Task to carry out:
Set down every record below exactly as written, but leave out the pictures.

Natural-language object grounding data:
┌────────

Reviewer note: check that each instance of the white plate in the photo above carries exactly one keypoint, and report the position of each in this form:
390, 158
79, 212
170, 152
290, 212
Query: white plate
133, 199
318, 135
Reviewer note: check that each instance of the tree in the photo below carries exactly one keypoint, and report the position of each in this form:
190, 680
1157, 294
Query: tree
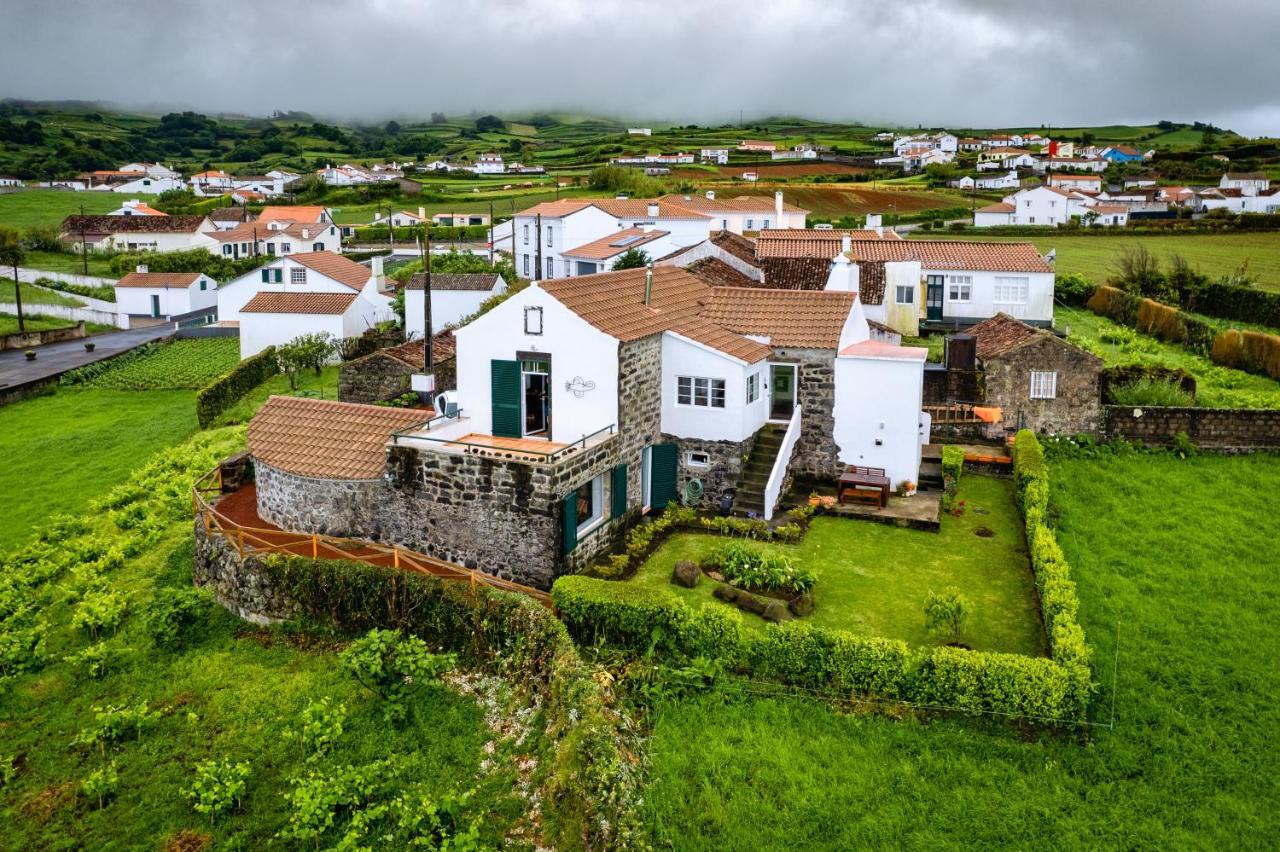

└────────

Response to the task:
Reviewer note: check that each instance of the white plate in the photo above carries exactly one keypoint, and report the position of each in this form:
390, 158
79, 212
170, 152
290, 212
Query: white plate
133, 199
318, 135
Reviewer note: check that each instance of the tree in the photo below carries exactly one keypoint, and report the position of each in this form:
190, 680
1157, 294
Query: tree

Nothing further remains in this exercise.